▸ **RECORDS FOR THE EXERCISE**:
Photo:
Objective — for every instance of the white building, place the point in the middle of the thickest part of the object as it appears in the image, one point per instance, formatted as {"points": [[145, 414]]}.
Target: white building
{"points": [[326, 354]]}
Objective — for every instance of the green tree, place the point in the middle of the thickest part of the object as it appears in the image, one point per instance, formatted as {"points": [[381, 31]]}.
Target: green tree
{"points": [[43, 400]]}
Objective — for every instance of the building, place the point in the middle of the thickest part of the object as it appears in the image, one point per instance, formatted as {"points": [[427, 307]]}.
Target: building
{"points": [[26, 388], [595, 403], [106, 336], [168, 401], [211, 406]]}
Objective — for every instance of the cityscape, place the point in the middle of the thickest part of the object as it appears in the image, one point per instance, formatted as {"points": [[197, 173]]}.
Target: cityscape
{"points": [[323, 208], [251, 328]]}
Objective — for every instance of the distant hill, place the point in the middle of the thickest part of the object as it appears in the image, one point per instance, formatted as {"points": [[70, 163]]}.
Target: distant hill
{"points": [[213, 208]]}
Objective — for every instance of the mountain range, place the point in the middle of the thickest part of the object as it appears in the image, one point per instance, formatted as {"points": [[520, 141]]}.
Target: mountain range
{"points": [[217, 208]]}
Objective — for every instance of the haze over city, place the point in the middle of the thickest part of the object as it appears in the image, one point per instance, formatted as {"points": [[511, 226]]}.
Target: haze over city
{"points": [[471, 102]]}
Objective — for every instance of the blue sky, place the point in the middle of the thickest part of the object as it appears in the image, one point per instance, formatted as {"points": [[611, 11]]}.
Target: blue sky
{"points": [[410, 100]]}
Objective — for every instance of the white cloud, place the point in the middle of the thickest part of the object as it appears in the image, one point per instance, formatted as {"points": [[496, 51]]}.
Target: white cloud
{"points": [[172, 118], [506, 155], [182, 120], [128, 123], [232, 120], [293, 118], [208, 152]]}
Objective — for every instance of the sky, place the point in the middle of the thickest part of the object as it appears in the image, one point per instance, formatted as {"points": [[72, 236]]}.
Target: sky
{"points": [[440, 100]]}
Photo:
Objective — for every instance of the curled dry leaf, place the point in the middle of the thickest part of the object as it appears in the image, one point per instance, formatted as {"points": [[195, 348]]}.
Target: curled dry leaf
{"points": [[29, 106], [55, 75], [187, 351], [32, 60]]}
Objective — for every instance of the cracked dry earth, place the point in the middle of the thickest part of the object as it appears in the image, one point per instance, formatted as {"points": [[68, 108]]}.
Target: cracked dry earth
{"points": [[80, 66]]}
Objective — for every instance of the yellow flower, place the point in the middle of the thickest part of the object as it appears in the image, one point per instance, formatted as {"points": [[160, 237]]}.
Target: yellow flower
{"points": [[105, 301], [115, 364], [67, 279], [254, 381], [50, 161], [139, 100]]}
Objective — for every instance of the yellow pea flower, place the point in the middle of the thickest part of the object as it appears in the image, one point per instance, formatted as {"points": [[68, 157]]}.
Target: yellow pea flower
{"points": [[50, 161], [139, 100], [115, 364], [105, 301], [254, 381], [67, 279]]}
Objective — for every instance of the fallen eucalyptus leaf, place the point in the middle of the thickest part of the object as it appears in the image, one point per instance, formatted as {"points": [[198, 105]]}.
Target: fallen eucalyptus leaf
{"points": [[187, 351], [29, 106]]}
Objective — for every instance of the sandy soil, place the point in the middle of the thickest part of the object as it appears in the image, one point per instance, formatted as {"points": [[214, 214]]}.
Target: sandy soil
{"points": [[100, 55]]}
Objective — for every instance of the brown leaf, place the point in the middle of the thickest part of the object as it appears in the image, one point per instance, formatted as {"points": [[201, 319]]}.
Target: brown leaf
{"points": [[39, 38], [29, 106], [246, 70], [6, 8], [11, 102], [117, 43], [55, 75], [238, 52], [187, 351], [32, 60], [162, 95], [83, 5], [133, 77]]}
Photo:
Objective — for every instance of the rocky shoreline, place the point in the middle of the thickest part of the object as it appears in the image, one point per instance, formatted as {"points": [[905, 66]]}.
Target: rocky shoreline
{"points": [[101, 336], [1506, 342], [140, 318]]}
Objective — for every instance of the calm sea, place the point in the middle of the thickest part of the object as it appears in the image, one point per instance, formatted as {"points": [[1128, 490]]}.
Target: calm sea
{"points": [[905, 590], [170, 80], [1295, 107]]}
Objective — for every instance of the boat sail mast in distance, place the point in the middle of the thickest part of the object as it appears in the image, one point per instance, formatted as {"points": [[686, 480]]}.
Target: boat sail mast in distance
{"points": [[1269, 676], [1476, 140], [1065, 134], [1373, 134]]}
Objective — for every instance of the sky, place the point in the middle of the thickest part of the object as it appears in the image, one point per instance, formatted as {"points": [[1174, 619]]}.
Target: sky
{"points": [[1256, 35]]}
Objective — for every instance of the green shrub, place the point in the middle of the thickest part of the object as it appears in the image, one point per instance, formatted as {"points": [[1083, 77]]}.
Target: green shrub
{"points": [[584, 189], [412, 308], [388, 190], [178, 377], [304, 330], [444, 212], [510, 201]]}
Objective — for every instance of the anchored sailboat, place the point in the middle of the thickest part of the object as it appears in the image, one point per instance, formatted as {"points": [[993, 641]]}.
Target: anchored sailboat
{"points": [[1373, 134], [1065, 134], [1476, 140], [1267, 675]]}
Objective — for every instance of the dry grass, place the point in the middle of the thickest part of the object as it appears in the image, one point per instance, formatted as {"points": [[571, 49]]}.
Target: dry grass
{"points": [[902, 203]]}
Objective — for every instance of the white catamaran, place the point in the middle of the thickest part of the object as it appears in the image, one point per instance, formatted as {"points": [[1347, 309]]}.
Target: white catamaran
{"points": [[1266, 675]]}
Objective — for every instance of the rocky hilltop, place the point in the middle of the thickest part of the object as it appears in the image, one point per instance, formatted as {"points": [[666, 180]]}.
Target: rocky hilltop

▸ **WHAT YOU SHOULD DO**:
What the answer should hold is an exact copy of each line from the one containing "Target: dry grass" to the final line of the listing above.

▸ **PROBLEM SOLUTION**:
Target: dry grass
{"points": [[902, 203]]}
Objective — for every instance of the white catamaran, place the point in the middle of the thickest part of the object as it appears in the image, one point per instance, formatted as {"points": [[1347, 309]]}.
Target: white catamaran
{"points": [[1266, 675]]}
Objective — for every instance of the rocky hilltop, place the point in the middle of the thickest part of the object as it appears in the image, one point per instance, formatted as {"points": [[666, 180]]}.
Target: rocky hilltop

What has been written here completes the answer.